Data extracted from a collection ::
-- start --

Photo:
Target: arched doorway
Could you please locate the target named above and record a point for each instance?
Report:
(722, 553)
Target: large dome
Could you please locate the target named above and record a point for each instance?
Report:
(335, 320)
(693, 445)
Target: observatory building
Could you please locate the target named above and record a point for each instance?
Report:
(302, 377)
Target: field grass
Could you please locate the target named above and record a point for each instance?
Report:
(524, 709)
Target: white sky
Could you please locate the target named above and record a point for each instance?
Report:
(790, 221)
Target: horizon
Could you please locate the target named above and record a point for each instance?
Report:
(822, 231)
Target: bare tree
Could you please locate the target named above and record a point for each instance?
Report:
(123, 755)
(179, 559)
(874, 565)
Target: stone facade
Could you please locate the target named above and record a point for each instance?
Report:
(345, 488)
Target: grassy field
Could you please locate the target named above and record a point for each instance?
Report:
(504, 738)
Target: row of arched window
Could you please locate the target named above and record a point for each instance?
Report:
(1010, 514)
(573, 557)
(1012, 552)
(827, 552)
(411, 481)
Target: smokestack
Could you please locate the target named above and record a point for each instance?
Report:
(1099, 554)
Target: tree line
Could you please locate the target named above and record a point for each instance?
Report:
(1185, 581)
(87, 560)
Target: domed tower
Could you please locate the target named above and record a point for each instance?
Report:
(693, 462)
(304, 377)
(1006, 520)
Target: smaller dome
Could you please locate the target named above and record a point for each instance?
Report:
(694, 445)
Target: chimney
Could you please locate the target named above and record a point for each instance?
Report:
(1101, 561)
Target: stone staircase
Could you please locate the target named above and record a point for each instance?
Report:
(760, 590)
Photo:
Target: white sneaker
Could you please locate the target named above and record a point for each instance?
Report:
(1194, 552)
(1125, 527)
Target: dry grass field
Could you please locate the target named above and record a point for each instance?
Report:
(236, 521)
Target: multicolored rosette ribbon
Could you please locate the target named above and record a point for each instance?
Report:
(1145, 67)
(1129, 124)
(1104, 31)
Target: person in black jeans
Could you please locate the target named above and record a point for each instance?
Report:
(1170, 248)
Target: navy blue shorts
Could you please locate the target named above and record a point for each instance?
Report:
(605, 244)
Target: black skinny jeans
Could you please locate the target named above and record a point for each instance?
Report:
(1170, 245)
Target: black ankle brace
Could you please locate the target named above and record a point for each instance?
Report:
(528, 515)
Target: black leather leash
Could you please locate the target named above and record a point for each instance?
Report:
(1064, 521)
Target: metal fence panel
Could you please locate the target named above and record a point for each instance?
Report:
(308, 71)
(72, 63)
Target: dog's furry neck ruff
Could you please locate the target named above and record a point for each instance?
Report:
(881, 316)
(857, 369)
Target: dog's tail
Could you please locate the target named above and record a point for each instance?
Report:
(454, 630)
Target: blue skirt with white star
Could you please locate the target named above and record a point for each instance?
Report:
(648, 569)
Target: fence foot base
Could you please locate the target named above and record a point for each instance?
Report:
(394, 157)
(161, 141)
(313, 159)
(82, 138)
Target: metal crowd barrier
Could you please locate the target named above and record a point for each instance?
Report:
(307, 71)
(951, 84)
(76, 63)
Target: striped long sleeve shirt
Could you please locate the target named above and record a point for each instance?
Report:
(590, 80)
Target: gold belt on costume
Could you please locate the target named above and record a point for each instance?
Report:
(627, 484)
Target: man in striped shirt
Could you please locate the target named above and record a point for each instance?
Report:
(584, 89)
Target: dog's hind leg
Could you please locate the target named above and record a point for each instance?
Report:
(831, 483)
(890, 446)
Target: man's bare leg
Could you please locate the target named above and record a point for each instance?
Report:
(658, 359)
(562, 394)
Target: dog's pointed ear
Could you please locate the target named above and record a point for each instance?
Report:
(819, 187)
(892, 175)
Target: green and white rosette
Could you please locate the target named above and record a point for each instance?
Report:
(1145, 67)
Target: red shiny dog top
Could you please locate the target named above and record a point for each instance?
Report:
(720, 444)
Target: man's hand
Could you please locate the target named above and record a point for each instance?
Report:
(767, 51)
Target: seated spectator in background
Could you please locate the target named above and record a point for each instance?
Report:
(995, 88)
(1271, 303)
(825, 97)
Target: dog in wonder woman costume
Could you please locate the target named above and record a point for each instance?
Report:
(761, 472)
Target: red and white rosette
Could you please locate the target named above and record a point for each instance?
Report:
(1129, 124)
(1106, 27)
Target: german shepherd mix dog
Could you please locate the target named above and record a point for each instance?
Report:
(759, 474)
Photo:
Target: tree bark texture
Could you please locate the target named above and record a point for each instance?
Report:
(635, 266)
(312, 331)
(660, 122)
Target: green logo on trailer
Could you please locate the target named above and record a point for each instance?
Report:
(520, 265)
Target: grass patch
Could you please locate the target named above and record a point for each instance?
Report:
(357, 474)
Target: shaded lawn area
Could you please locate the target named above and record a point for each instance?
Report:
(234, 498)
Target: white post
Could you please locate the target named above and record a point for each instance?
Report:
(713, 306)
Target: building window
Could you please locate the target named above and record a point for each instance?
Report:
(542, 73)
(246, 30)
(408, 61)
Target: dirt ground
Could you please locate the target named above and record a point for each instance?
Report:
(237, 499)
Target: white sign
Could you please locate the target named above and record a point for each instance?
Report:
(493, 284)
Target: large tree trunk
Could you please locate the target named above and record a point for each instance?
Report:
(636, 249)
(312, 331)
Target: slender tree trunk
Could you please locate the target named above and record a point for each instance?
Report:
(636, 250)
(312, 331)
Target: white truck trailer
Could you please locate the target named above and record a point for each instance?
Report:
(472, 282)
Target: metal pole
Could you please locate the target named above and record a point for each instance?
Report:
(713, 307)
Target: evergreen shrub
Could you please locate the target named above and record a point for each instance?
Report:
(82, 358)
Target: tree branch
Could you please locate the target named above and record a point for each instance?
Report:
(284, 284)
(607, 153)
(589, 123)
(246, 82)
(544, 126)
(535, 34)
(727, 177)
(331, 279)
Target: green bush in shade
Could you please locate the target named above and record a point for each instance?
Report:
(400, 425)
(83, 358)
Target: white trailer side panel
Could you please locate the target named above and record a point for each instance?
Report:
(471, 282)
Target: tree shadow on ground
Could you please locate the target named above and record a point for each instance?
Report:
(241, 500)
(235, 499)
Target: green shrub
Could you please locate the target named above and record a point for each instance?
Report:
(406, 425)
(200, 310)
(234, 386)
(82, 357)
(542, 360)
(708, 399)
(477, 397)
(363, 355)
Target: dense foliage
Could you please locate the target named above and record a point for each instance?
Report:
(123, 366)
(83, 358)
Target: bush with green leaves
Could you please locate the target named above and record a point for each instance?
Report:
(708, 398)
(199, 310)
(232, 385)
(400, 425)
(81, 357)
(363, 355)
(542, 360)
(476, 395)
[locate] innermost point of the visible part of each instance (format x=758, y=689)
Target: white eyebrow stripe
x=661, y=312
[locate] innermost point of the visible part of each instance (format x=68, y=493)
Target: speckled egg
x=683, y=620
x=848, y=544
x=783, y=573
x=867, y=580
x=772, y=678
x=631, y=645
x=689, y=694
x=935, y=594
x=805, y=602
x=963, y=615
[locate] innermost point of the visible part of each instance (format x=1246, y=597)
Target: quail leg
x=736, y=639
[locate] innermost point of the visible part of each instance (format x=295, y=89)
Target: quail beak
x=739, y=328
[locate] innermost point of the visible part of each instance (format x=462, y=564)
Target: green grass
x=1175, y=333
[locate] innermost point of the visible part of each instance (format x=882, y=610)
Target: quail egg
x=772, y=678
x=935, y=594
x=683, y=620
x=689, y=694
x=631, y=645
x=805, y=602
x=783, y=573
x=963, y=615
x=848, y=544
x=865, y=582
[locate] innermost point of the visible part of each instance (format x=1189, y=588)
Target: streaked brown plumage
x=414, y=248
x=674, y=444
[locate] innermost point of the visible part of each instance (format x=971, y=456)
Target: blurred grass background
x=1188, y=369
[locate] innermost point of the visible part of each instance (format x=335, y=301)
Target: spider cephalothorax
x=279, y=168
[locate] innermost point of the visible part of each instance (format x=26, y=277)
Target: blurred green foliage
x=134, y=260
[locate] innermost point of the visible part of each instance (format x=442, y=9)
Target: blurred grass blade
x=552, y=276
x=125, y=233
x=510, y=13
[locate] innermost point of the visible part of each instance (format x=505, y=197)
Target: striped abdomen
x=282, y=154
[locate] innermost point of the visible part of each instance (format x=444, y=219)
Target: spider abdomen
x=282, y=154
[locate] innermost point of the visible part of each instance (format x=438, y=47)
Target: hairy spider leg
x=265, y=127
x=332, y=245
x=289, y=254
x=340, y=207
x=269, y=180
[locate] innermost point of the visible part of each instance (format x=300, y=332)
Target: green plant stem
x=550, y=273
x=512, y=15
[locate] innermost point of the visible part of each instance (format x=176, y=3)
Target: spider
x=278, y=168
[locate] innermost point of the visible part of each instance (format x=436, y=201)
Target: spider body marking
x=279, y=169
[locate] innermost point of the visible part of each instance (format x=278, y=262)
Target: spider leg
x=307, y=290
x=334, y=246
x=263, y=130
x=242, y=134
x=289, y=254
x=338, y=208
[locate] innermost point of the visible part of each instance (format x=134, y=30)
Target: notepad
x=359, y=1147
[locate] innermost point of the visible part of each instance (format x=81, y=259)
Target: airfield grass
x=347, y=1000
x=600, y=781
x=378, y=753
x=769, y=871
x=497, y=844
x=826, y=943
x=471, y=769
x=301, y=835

-- end --

Recast the lines of the records between the line holding "Target: observatory building" and the line holding "(1101, 561)", inclusive, as a numbered list, leaving out any blank lines.

1. Target: observatory building
2. Could you please locate the target named above and record a point for each instance?
3. Report:
4. (302, 377)
5. Target: field grass
6. Could you please locate the target named above and record a point for each instance?
7. Report:
8. (524, 709)
9. Target: white sky
10. Could you please locate the target named above and record a point for each instance?
11. Report:
12. (790, 221)
13. Target: horizon
14. Could you please locate the target named above and record a point for each instance?
15. Report:
16. (822, 231)
17. Target: bare tree
18. Could you please locate the target named above and record a point for each instance?
19. Report:
20. (123, 755)
21. (179, 559)
22. (874, 565)
23. Target: stone facade
24. Could you please locate the target named above and record a point for each instance?
25. Report:
26. (345, 488)
27. Target: grassy field
28. Could you please locate the target named above and record a point for each instance?
29. Report:
30. (504, 738)
31. Target: row of arched window
32. Could you please locate the target named above and record a point for each instance?
33. Report:
34. (1010, 514)
35. (573, 557)
36. (1012, 552)
37. (827, 552)
38. (411, 481)
39. Target: smokestack
40. Could you please locate the target named above and record a point for each instance?
41. Report:
42. (1099, 554)
43. Target: tree line
44. Could you please locate the target named above and record a point for each instance?
45. Report:
46. (1185, 581)
47. (87, 560)
48. Target: domed tower
49. Could you please locate the target named above and record a point for each instance?
50. Report:
51. (693, 462)
52. (304, 377)
53. (1006, 520)
54. Target: smaller dome
55. Could you please locate the target named above and record a point for each instance?
56. Report:
57. (694, 445)
58. Target: chimney
59. Could you please locate the target named above and record a point for each instance?
60. Report:
61. (1101, 561)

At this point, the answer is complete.